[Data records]

↓↓↓

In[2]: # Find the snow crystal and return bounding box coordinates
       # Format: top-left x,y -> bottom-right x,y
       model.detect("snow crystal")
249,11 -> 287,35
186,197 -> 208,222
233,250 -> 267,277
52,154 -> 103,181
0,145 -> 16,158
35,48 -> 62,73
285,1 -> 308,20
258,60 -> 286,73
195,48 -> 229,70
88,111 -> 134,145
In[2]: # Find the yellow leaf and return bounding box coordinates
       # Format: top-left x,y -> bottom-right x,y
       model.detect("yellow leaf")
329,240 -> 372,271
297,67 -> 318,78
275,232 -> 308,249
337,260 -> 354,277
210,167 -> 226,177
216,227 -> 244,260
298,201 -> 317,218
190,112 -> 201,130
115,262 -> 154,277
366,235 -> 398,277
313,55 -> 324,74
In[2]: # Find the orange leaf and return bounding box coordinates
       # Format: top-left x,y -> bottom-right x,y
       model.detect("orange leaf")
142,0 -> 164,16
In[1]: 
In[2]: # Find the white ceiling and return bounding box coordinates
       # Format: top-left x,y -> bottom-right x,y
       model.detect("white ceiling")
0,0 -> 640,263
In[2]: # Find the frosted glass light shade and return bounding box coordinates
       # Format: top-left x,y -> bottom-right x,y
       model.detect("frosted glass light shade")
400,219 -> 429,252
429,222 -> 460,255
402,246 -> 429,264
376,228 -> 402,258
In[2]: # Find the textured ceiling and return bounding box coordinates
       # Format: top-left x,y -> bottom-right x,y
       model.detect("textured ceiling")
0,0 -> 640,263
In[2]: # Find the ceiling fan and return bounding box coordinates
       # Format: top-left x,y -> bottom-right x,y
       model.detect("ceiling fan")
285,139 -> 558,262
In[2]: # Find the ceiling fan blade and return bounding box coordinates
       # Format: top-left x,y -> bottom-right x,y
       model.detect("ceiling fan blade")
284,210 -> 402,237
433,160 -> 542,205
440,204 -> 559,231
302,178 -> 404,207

↑↑↑

- _WHAT IS NEEDED_
Rescale the items from the line with "In[2]: # Find the textured" through the end of the items, writing each of those lines again with its request. Multiply every bounding box coordinate in the answers by 2.5 and round to whole numbers, halves up, leaving the requests unchanged.

- _ANSWER TO THE PROBLEM_
In[2]: # Find the textured ceiling and return bounding box coordinates
       # Format: top-left x,y -> bottom-right x,y
       model.detect("textured ceiling")
0,0 -> 1600,658
In[2]: # Find the ceiling fan and return bounding box coordinates
       # Format: top-left x,y -> bottom-right x,y
       model.detect("ceiling fan")
713,348 -> 1395,655
In[2]: # Find the ceiling fan blade and return bounding box coordinates
       # Format: top-left x,y -> bottom-right x,y
       model.detect("ceiling fan blade")
710,525 -> 1005,593
1083,400 -> 1355,513
1100,510 -> 1398,578
755,445 -> 1010,518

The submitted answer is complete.